----- EXTRACTED MATERIAL -----

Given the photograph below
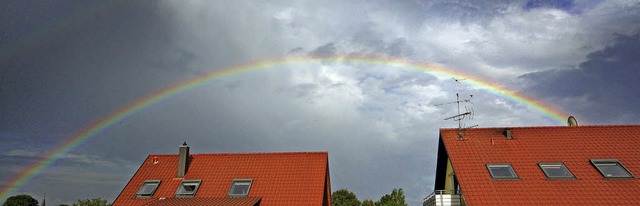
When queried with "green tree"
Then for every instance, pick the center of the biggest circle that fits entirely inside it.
(396, 198)
(21, 200)
(92, 202)
(344, 197)
(368, 203)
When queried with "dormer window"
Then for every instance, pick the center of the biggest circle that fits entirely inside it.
(611, 168)
(502, 171)
(188, 188)
(555, 170)
(148, 188)
(240, 187)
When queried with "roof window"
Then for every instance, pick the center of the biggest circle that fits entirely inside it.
(148, 188)
(556, 170)
(611, 168)
(502, 171)
(188, 188)
(240, 187)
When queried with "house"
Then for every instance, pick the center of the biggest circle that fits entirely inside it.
(562, 165)
(283, 178)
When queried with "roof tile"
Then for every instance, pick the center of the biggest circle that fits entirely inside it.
(574, 146)
(287, 178)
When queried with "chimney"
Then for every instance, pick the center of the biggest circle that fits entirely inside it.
(183, 160)
(507, 134)
(572, 122)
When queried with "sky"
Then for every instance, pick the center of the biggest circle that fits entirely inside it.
(65, 65)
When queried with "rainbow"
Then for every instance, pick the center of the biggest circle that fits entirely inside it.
(85, 134)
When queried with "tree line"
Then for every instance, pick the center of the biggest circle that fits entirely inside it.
(27, 200)
(344, 197)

-----

GIVEN TASK:
Count the lines in the items above that contain the string "roof". Reply with the number only.

RESPONSE TO THE TASK:
2